● The tasks:
**a)** Using the text on the film's crew, state whether each statement agrees with it, answering yes or no and quoting the deciding words exactly: (i) The opening number, "Belle," runs almost five minutes. (ii) The household staff characters had no physical design before they were made in CG. (iii) Jenny Shircore joined the movie only after production had started.
**b)** Continue the text on the film's crew, starting after its final sentence.

— START OF Source document —

Editor: Virginia Katz

“Ginny studied music, and she brings that musical sense to her work. The first number, ‘Belle,’ is almost five minutes, and there is so much story being told between the lines, about Belle, the village, her relationships with various people and the way girls are second-class citizens — and there was an established structure because of score. It was tricky; Virginia was always asking, ‘Is that point coming through?’ She was always finding something new, and it was exciting to watch the evolution of that number.”

Makeup/hair design: Jenny Shircore

“People think of the household staff and Beast as CG characters, but they all started with Jenny’s real design. The movie opens with the prince [Dan Stevens], with markings on his face, all painted blues and gold; those became actual markings when he turns into the Beast. She was on the movie way, way before the start, consulting and throwing out ideas. She designed characters as human beings, as they’re seen in the beginning and at the end of the film. And those ideas were translated into the household staff, which was the elaborate design by Framestore and the VFX team.”

Visual effects supervisors: Kyle McCulloch & Glen Pratt, Framestore

“We didn’t know if there was a movie worth doing until those guys demonstrated how we could create these enchanted characters in a way that was charming, not creepy, and completely original. We were excited but scared. ‘Be Our Guest’ was all created by these wizards. We started talking in preproduction, and things were created in pre-vis, then Anthony van Laast choreographed it, then they translated that into VFX. It was two years from conception to completion.”

— END OF Source document —
— START OF Data excerpts —

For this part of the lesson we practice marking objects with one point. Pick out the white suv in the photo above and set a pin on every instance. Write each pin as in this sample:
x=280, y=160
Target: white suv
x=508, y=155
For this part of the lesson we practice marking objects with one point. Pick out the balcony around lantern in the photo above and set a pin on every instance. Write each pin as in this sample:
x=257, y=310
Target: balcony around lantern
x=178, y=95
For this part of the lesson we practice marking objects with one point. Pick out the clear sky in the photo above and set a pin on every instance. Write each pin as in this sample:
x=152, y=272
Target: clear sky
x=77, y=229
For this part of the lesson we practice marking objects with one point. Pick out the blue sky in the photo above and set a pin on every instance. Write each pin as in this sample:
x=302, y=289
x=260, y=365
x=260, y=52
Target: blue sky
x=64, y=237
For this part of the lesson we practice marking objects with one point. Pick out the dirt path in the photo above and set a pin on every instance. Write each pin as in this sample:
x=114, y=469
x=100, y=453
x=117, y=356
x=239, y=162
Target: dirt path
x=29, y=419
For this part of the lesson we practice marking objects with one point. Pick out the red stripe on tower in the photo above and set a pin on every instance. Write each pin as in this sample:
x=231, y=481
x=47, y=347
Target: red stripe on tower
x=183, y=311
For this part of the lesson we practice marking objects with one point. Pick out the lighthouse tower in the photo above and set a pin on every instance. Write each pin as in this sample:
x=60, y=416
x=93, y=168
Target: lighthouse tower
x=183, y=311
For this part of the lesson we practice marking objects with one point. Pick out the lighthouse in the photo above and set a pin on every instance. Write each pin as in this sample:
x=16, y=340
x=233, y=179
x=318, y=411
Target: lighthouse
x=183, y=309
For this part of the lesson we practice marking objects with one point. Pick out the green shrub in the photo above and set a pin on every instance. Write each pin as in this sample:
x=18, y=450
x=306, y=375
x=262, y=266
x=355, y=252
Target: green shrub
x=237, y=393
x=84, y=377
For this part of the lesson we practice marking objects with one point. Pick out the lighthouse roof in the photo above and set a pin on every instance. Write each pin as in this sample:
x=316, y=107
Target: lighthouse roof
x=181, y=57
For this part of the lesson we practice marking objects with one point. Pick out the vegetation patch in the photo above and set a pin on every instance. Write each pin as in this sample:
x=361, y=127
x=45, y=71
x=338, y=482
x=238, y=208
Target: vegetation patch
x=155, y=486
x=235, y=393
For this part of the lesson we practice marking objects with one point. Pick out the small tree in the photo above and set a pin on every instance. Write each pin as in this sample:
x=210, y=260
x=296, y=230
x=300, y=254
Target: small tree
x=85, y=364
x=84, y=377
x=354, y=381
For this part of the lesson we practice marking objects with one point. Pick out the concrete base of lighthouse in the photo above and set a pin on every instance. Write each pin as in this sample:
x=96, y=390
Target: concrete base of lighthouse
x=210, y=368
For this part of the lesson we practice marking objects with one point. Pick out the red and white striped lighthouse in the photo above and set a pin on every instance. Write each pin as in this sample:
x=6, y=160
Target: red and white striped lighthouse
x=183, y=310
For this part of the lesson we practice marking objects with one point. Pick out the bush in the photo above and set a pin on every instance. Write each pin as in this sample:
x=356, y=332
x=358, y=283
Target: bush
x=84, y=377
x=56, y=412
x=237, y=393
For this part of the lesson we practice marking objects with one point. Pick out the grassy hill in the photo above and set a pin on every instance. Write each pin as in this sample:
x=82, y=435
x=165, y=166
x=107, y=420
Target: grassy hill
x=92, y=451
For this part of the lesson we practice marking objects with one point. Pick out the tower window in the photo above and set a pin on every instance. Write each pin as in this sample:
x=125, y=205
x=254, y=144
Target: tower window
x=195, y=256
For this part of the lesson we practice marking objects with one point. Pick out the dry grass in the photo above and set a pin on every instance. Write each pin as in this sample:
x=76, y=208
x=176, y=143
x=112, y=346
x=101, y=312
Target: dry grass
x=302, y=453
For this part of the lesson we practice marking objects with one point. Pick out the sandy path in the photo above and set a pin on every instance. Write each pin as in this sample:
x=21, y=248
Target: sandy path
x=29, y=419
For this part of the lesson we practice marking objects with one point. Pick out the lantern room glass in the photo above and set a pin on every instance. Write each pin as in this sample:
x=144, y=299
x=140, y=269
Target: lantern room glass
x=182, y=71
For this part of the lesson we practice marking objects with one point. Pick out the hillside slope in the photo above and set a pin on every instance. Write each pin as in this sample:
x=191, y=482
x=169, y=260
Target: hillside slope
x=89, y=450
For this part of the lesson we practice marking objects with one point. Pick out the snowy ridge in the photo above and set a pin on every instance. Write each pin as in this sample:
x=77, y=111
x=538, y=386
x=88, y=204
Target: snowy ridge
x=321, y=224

— END OF Data excerpts —

● Answer list:
**a)**
(i) Yes: "The first number, ‘Belle,’ is almost five minutes"
(ii) No: "they all started with Jenny’s real design"
(iii) No: "She was on the movie way, way before the start"

**b)**
Sound: Warren Shaw, sound designer; Mike Minkler, re-recording mixer

“Dan [Stevens, as the Beast] was in this weird jumpsuit. To find his sound, we fooled around with a half-human, half-animal sound; this was done in preproduction, though it’s usually done in post. With household members like Cogsworth [Ian McKellen], the question was: Is this a clock? Is he human? We had an idea that they’re getting progressively less human as time passes and their insides start to dominate, so their voices become more mechanical. Warren was able to get that. When the picture was completed, his sound design came to life. And Mike Minkler has a mastery of making a musical as immersive as possible. It’s powerful music but also familiar, and that was Mike’s challenge: to make audiences hear it for the first time. That was a big contribution, where the movie took a
big bump-up when we got into the final steps of production.”